• [Stated exercise]
Count the rows below that contain the word "green", treating uppercase and lowercase as different. Reply with the number alone.
━━━━━━━━━━━━━━━━
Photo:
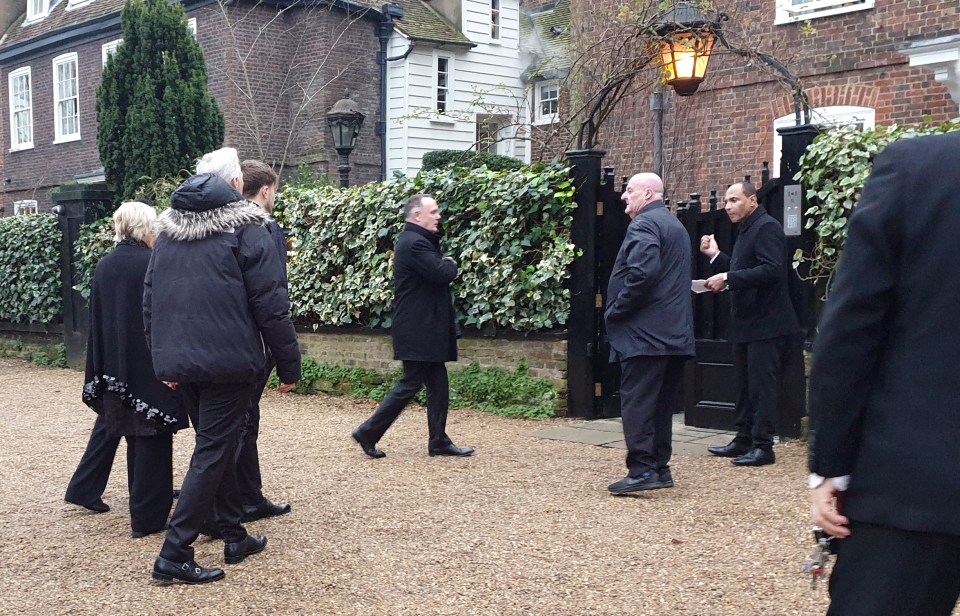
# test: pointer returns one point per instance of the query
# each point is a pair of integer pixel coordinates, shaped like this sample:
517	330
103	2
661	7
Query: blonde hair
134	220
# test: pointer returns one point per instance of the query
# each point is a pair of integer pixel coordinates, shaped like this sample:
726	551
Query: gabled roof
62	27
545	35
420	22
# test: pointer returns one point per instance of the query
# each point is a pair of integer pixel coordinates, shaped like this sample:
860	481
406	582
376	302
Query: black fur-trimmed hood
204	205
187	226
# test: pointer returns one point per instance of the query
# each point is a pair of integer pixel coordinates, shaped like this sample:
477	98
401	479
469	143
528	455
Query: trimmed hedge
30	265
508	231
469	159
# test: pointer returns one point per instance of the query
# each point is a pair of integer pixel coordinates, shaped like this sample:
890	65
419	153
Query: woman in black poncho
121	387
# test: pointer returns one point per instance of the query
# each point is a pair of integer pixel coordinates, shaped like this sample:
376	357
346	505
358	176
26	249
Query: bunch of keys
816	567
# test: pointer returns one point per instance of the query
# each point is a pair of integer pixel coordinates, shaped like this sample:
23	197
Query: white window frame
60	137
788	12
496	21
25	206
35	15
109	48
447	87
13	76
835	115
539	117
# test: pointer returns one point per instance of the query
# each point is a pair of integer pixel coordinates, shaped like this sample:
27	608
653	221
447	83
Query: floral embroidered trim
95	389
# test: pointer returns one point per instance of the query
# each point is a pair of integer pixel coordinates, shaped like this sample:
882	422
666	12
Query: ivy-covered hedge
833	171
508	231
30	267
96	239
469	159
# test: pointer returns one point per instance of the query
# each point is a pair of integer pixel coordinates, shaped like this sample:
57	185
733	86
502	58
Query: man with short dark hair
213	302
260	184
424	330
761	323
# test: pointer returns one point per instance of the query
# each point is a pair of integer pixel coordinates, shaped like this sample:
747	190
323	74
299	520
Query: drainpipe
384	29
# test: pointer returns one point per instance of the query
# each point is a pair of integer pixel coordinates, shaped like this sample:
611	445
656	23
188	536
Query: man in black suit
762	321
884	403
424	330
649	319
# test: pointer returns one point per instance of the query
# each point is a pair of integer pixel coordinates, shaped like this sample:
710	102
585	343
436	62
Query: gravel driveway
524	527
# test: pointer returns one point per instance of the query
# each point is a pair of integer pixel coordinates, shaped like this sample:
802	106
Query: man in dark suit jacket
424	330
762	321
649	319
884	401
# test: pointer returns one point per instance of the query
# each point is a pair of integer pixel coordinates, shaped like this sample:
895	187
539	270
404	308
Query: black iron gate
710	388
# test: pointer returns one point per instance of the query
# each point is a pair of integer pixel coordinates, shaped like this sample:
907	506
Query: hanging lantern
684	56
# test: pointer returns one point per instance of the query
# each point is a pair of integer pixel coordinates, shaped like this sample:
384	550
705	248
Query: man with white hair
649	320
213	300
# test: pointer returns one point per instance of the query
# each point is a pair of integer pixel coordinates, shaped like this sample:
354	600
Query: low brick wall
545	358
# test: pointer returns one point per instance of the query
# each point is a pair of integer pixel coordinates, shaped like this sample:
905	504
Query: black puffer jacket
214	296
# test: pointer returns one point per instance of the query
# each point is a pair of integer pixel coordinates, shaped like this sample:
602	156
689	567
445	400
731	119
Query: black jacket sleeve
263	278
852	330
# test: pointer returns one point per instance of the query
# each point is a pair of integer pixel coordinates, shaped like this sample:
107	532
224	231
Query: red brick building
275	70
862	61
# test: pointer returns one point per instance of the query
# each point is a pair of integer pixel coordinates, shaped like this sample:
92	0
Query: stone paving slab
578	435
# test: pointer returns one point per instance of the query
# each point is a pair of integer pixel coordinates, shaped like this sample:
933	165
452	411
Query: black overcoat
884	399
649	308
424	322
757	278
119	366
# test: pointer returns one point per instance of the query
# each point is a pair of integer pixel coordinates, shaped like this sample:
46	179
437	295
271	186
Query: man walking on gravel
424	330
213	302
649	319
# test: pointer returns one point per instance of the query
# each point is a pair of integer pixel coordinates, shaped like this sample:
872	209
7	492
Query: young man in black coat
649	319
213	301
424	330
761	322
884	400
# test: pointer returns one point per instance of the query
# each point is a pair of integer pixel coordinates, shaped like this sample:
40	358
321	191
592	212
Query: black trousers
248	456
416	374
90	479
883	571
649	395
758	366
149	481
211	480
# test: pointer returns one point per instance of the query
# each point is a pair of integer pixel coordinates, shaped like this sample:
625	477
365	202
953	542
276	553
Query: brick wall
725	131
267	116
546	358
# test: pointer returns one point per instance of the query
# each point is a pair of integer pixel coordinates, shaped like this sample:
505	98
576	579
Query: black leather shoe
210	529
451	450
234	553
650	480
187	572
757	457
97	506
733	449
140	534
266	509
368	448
━━━━━━━━━━━━━━━━
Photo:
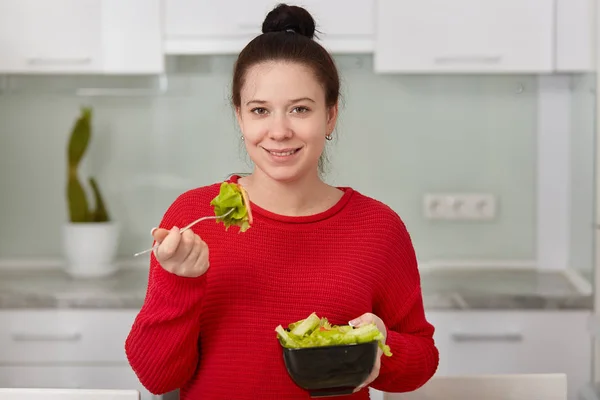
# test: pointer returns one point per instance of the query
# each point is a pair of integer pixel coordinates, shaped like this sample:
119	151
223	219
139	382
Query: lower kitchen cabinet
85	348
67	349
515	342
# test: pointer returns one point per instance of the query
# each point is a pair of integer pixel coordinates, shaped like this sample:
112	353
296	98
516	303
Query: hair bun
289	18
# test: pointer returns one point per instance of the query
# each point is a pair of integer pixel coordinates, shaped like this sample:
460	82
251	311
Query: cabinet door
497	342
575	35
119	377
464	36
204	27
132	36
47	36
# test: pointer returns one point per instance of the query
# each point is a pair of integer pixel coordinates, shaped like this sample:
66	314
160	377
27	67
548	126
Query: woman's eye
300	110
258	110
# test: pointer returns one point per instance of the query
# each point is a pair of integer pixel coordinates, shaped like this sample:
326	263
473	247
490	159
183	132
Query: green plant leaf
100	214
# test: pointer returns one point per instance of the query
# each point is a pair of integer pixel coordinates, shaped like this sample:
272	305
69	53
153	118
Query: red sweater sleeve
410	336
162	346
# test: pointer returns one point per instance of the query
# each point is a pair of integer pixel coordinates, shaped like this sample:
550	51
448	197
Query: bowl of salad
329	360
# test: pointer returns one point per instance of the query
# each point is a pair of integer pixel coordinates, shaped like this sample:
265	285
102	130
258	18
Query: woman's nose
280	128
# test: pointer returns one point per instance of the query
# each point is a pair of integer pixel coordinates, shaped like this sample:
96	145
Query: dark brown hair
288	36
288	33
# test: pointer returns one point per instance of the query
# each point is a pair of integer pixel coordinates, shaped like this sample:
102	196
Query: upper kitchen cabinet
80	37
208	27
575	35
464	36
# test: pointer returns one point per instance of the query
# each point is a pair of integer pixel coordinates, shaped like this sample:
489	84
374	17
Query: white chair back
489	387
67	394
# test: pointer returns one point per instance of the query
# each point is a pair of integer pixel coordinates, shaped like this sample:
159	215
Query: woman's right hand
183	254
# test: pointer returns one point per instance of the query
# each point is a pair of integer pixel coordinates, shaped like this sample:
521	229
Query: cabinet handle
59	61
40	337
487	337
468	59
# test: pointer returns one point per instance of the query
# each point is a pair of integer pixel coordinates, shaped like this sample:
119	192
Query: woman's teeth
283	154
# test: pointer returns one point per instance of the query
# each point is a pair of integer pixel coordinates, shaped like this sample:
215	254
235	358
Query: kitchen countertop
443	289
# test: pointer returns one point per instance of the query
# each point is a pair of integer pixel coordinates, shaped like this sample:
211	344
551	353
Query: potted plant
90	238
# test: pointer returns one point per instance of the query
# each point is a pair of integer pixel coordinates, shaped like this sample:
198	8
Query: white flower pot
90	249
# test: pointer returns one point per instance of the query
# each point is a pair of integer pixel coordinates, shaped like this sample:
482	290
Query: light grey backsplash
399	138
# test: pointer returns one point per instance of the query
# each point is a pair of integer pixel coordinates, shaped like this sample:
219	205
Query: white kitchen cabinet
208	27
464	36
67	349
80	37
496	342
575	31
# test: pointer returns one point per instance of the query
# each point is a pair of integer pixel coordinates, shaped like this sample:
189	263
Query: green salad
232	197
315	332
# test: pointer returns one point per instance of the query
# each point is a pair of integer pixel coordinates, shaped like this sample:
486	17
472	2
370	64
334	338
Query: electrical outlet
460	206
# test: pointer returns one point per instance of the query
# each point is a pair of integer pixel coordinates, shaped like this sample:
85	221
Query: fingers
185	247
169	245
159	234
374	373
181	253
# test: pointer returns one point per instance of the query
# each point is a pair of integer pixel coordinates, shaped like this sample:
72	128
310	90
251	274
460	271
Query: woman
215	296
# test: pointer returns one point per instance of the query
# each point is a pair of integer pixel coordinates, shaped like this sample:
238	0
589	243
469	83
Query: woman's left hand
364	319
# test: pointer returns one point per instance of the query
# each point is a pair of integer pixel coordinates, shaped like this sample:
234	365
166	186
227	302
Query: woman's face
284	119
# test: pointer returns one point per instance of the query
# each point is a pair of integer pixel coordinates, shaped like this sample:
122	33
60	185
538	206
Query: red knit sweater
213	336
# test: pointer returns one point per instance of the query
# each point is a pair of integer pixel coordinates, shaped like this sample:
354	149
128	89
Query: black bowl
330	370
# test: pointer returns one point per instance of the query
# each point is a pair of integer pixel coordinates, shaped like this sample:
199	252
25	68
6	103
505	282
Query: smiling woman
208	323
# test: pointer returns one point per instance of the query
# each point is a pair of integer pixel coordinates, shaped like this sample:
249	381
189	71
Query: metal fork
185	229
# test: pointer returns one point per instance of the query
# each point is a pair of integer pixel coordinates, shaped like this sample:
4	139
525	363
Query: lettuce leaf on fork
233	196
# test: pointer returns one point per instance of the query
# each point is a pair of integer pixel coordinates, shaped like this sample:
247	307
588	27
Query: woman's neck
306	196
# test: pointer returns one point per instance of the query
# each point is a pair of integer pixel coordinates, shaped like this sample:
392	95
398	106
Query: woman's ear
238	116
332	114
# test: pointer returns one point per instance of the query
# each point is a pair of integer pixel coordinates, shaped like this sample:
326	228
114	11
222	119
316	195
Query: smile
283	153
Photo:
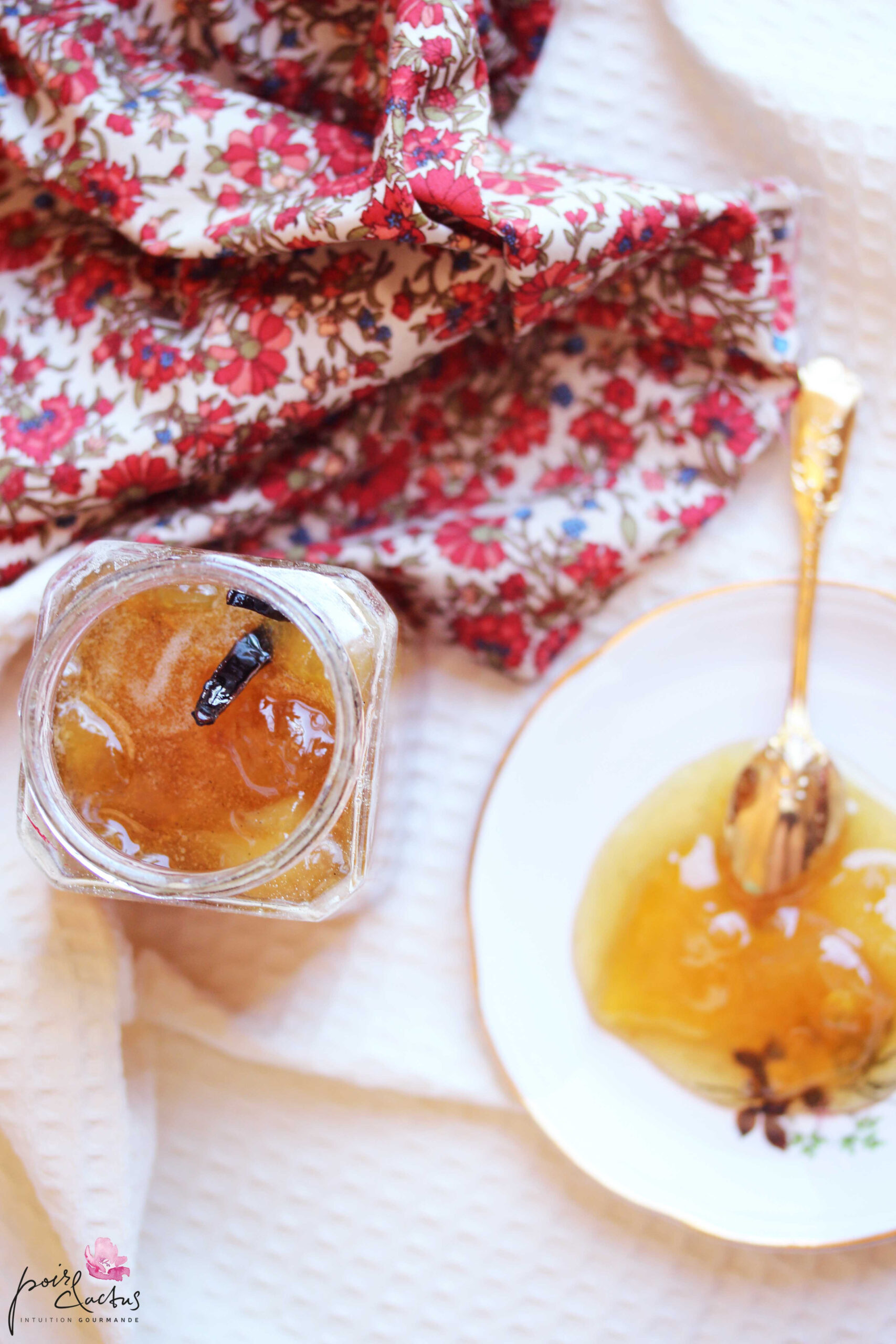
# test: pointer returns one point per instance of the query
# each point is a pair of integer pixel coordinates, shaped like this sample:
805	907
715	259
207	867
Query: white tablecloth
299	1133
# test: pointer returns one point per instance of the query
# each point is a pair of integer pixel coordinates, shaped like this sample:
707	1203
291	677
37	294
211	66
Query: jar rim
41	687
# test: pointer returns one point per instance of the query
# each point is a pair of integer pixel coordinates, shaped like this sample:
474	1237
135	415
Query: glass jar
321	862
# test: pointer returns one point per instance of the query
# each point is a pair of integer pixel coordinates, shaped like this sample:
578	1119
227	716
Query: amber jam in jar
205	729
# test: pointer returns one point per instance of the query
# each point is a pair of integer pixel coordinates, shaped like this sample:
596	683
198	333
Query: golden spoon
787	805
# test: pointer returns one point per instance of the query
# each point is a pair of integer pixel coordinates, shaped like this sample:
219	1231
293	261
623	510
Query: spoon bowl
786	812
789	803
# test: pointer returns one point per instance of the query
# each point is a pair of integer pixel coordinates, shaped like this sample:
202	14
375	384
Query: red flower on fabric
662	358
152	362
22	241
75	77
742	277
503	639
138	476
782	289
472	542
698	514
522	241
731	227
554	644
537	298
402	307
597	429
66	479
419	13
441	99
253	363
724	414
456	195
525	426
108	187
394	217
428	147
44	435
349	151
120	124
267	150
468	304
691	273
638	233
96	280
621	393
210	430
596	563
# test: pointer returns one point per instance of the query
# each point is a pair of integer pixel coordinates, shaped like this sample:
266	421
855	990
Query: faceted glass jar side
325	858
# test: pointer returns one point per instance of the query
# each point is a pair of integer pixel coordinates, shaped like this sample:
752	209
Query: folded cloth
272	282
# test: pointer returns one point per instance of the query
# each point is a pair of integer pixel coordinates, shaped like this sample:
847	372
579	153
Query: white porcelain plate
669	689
━━━━━━━━━━━━━━━━
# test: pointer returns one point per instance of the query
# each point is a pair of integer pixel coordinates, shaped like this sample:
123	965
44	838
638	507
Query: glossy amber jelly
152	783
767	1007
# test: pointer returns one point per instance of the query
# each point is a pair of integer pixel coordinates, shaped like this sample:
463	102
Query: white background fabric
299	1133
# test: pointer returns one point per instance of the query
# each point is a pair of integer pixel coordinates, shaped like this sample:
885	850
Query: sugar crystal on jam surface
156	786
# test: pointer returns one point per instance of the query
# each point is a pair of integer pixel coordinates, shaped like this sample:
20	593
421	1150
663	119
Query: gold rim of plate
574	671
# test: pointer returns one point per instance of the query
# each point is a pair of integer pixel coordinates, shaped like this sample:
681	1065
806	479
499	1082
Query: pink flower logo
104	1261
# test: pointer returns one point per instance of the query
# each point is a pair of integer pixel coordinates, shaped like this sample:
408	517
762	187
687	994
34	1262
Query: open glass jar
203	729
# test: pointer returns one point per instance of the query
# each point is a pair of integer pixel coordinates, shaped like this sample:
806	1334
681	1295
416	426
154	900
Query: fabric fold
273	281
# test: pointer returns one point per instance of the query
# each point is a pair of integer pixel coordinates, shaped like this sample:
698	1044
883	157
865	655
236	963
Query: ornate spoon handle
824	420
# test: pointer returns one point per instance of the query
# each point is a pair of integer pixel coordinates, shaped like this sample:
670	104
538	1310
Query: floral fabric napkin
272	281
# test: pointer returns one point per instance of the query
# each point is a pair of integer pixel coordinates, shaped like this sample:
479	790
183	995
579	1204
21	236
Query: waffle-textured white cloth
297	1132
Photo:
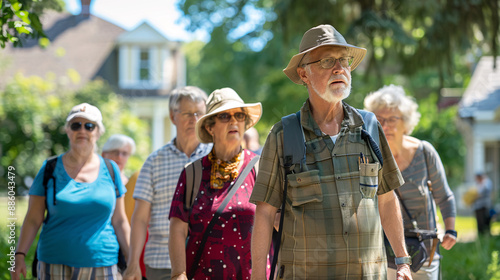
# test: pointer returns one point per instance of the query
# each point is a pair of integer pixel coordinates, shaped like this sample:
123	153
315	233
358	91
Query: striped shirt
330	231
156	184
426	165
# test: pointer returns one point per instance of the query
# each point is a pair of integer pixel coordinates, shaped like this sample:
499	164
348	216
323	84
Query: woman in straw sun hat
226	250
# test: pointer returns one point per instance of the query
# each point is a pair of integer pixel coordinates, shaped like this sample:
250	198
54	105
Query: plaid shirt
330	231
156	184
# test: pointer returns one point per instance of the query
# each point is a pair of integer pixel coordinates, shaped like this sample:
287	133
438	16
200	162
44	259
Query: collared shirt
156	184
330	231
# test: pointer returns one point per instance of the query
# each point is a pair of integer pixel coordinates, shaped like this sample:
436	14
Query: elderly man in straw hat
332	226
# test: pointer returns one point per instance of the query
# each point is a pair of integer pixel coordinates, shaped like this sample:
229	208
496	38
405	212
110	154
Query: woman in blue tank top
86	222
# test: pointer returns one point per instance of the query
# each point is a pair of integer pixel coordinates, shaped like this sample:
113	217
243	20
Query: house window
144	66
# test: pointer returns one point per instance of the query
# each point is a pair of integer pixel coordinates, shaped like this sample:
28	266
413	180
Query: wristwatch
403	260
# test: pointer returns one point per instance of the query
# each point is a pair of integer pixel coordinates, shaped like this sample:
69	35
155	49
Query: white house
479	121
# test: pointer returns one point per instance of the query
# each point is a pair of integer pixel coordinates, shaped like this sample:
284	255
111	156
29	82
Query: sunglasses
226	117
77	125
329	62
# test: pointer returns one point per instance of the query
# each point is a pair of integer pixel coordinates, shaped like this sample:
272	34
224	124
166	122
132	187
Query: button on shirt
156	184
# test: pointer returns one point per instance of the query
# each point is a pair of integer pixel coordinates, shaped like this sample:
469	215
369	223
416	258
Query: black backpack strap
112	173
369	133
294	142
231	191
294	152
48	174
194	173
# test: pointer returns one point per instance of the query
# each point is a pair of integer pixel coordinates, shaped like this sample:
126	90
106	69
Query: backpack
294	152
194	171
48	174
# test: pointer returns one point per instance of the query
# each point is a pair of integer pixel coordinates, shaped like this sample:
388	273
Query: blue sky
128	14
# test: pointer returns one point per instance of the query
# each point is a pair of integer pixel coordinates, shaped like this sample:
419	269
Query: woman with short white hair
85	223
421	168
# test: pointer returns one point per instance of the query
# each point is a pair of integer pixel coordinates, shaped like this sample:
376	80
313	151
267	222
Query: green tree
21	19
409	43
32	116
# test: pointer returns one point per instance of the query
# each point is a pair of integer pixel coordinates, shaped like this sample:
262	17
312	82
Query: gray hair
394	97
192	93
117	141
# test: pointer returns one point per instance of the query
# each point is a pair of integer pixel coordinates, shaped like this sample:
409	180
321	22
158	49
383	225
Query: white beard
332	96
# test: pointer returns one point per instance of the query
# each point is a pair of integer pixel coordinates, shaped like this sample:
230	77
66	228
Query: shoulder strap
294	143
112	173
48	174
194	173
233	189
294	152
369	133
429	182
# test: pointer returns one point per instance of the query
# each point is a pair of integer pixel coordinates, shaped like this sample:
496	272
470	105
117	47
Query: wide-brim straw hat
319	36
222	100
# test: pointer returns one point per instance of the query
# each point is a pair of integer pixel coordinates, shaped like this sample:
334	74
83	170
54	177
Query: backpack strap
━━━━━━━━━━━━━━━━
• [Worked answer]
3